Records from a collection:
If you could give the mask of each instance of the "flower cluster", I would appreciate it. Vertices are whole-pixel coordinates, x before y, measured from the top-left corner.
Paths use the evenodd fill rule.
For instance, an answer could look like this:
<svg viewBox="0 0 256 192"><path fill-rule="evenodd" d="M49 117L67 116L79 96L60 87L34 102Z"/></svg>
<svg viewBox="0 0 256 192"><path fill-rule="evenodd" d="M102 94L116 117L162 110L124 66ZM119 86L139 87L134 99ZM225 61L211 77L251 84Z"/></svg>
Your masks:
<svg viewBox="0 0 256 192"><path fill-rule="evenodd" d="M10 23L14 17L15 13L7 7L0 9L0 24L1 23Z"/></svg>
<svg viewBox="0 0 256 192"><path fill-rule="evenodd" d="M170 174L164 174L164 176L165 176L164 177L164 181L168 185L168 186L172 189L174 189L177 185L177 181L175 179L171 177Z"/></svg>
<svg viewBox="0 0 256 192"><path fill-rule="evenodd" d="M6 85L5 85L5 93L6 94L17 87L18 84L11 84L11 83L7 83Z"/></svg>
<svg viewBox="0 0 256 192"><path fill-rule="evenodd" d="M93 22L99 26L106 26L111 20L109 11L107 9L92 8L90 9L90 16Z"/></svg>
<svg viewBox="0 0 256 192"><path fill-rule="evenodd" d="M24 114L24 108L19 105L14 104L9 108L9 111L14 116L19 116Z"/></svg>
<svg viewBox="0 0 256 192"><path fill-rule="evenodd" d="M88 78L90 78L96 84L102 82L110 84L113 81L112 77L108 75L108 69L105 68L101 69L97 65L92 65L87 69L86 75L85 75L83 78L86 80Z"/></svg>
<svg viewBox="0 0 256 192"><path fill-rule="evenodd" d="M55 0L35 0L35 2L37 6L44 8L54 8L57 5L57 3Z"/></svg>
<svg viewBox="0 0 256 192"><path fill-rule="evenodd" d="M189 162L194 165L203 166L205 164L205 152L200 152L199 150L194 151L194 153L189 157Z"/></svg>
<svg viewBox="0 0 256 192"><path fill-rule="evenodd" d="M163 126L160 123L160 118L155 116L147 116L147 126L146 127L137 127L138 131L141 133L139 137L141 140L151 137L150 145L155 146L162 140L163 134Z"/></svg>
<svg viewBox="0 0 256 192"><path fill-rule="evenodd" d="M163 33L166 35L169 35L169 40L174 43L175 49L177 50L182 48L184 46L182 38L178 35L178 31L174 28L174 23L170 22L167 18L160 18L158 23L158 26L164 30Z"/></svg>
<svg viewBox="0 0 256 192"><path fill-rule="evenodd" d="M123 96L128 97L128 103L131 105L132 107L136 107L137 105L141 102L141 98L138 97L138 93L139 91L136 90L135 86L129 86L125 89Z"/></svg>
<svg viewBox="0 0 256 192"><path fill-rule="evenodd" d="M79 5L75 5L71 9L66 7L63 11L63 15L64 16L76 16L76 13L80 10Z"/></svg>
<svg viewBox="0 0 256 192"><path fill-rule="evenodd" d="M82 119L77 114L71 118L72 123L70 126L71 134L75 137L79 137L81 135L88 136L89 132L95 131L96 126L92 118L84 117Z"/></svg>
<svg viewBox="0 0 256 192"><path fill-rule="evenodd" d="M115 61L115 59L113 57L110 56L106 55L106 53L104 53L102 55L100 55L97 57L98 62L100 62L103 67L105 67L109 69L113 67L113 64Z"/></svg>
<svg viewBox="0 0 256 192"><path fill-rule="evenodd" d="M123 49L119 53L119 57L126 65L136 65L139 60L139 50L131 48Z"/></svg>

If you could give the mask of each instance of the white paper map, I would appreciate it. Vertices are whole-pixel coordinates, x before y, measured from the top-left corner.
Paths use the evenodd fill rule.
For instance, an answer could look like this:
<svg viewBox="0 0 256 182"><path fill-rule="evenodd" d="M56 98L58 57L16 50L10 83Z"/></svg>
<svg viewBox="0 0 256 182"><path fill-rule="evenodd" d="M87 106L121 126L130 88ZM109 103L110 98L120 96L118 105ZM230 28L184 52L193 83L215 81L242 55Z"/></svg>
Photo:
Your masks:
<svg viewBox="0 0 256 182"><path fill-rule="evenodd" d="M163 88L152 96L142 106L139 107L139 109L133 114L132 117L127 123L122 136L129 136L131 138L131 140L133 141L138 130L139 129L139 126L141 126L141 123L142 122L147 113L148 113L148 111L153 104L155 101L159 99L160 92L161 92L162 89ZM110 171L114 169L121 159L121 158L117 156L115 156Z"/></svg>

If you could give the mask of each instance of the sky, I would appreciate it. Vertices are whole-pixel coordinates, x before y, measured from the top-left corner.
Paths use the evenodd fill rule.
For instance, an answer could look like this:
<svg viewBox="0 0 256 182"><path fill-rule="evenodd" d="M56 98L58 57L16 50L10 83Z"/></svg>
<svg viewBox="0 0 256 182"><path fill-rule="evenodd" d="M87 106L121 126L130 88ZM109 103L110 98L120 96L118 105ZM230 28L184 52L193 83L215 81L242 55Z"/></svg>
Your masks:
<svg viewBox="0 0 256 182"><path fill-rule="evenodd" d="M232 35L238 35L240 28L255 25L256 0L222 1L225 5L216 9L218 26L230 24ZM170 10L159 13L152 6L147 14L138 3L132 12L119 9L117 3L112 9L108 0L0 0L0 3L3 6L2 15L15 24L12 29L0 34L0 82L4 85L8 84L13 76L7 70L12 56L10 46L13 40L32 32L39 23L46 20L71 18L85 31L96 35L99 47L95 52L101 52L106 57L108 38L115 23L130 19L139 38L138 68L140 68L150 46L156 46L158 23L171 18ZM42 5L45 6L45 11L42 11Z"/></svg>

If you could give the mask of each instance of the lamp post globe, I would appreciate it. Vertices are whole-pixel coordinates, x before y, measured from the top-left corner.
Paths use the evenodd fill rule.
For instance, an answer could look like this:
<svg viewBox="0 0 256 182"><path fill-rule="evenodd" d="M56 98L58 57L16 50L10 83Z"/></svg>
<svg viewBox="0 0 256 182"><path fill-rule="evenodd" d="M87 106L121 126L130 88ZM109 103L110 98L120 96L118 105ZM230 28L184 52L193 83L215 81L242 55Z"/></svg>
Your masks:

Required task: Rewrite all the lines above as a numbered list, leaving out any blank lines.

Result of the exercise:
1. If you could give the mask of each instance of the "flower cluster", I would appreciate it. Vertices are whole-pixel coordinates, x before y, measured from the top-left corner.
2. Paths use the evenodd fill rule.
3. For instance, an answer could look like this:
4. <svg viewBox="0 0 256 192"><path fill-rule="evenodd" d="M49 117L67 116L79 96L60 87L34 102Z"/></svg>
5. <svg viewBox="0 0 256 192"><path fill-rule="evenodd" d="M102 94L116 117L162 110L124 66ZM119 86L139 87L134 99ZM225 61L211 77L251 84Z"/></svg>
6. Your masks:
7. <svg viewBox="0 0 256 192"><path fill-rule="evenodd" d="M10 23L14 17L15 13L7 7L0 9L0 24L1 23Z"/></svg>
8. <svg viewBox="0 0 256 192"><path fill-rule="evenodd" d="M170 174L164 174L164 176L165 176L164 177L164 181L168 185L168 186L172 189L174 189L177 185L177 181L175 179L171 177Z"/></svg>
9. <svg viewBox="0 0 256 192"><path fill-rule="evenodd" d="M6 85L5 85L5 93L6 94L17 87L18 84L11 84L11 83L7 83Z"/></svg>
10. <svg viewBox="0 0 256 192"><path fill-rule="evenodd" d="M93 22L99 26L106 26L111 20L109 11L107 9L92 8L90 9L90 16Z"/></svg>
11. <svg viewBox="0 0 256 192"><path fill-rule="evenodd" d="M24 114L24 108L19 105L14 104L9 108L9 111L14 116L19 116Z"/></svg>
12. <svg viewBox="0 0 256 192"><path fill-rule="evenodd" d="M88 78L90 78L96 84L102 82L110 84L113 81L112 77L108 75L108 69L105 68L101 69L97 65L92 65L87 69L86 75L85 75L83 78L86 80Z"/></svg>
13. <svg viewBox="0 0 256 192"><path fill-rule="evenodd" d="M55 0L35 0L35 2L37 6L44 8L54 8L57 5L57 3Z"/></svg>
14. <svg viewBox="0 0 256 192"><path fill-rule="evenodd" d="M189 162L194 165L203 166L205 164L205 152L200 152L199 150L194 151L194 153L189 157Z"/></svg>
15. <svg viewBox="0 0 256 192"><path fill-rule="evenodd" d="M163 126L160 123L160 118L155 116L147 116L147 126L146 127L137 127L138 131L141 133L139 137L141 140L151 137L150 145L155 146L162 140L163 134Z"/></svg>
16. <svg viewBox="0 0 256 192"><path fill-rule="evenodd" d="M163 33L166 35L169 35L169 40L174 43L175 49L177 50L182 48L184 46L182 38L178 35L178 31L174 28L174 23L170 22L167 18L160 18L158 23L158 26L164 30Z"/></svg>
17. <svg viewBox="0 0 256 192"><path fill-rule="evenodd" d="M123 96L128 97L128 103L131 105L132 107L136 107L137 105L141 102L141 98L138 97L138 93L139 91L136 90L135 86L129 86L125 89Z"/></svg>
18. <svg viewBox="0 0 256 192"><path fill-rule="evenodd" d="M79 5L75 5L71 9L66 7L63 11L63 15L64 16L76 16L76 13L80 10Z"/></svg>
19. <svg viewBox="0 0 256 192"><path fill-rule="evenodd" d="M82 119L77 114L71 118L72 123L70 126L71 134L75 137L79 137L81 135L88 136L89 132L95 131L96 126L92 118L84 117Z"/></svg>
20. <svg viewBox="0 0 256 192"><path fill-rule="evenodd" d="M115 61L115 59L113 57L110 56L106 55L106 53L104 53L102 55L100 55L97 57L98 62L100 62L103 67L105 67L109 69L113 67L113 64Z"/></svg>
21. <svg viewBox="0 0 256 192"><path fill-rule="evenodd" d="M123 49L119 53L119 57L126 65L136 65L139 60L139 50L131 48Z"/></svg>
22. If you could give the mask of each instance of the white paper map, I would appreciate it. Vertices are whole-pixel coordinates, x before y, measured from the top-left corner.
23. Paths use the evenodd fill rule.
24. For instance, an answer could look like this:
25. <svg viewBox="0 0 256 182"><path fill-rule="evenodd" d="M56 98L58 57L16 50L10 83Z"/></svg>
26. <svg viewBox="0 0 256 182"><path fill-rule="evenodd" d="M87 106L121 126L130 88ZM109 103L110 98L120 96L118 105ZM230 28L184 52L193 83L215 81L242 55Z"/></svg>
27. Photo:
28. Your masks:
29. <svg viewBox="0 0 256 182"><path fill-rule="evenodd" d="M163 88L152 96L142 106L139 107L139 109L133 114L132 117L127 123L122 136L129 136L131 138L131 140L133 141L138 130L139 129L139 126L141 126L141 123L142 122L147 113L148 113L148 111L153 104L155 101L159 99L160 92L161 92L162 89ZM110 171L114 169L121 159L121 158L117 156L115 156Z"/></svg>
30. If you could give the mask of each instance of the sky, I would appreciate it. Vertices are whole-pixel coordinates, x before y, measured from the top-left corner.
31. Paths use the evenodd fill rule.
32. For instance, an answer could look like this:
33. <svg viewBox="0 0 256 182"><path fill-rule="evenodd" d="M56 98L58 57L16 50L10 83Z"/></svg>
34. <svg viewBox="0 0 256 182"><path fill-rule="evenodd" d="M87 106L121 126L130 88ZM109 103L110 98L120 96L118 105ZM230 28L184 52L193 83L215 81L242 55Z"/></svg>
35. Your masks:
36. <svg viewBox="0 0 256 182"><path fill-rule="evenodd" d="M232 35L238 35L240 28L255 25L256 0L222 1L225 5L216 9L218 26L230 24ZM170 10L159 13L152 6L147 14L138 3L132 12L119 9L117 3L112 9L108 0L0 0L0 3L3 6L2 15L15 24L12 29L0 34L0 82L4 85L8 84L13 76L7 70L12 56L10 46L13 40L32 32L39 23L46 20L71 18L85 31L96 35L99 47L95 52L101 52L106 57L108 38L115 23L130 19L139 38L138 68L140 68L150 46L156 46L158 23L171 18ZM42 5L45 6L45 11L42 11Z"/></svg>
37. If you could give the mask of each instance of the lamp post globe, I would appreciate it. Vertices are whole-pixel coordinates, x before y, measured from the top-left corner.
38. Paths use the evenodd fill rule.
39. For instance, an answer could look like this:
40. <svg viewBox="0 0 256 182"><path fill-rule="evenodd" d="M56 98L58 57L16 50L10 83Z"/></svg>
41. <svg viewBox="0 0 256 182"><path fill-rule="evenodd" d="M87 106L121 126L130 88ZM109 103L110 98L120 96L118 105ZM230 28L184 52L193 83L215 81L242 55Z"/></svg>
42. Your masks:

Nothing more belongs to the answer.